DATASET EXTRACT:
-*-
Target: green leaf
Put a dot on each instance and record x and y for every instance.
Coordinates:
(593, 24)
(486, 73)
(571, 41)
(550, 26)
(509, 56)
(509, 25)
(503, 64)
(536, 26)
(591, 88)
-*-
BRIEF: Retype, without changes, the lines from the line holding "Put a dot on" to the end of the data, both ends included.

OUTPUT FOR THIS EXERCISE:
Put a dot on each instance and record x and y for every instance.
Coordinates:
(593, 24)
(486, 73)
(571, 41)
(550, 26)
(509, 56)
(509, 25)
(503, 64)
(536, 26)
(591, 88)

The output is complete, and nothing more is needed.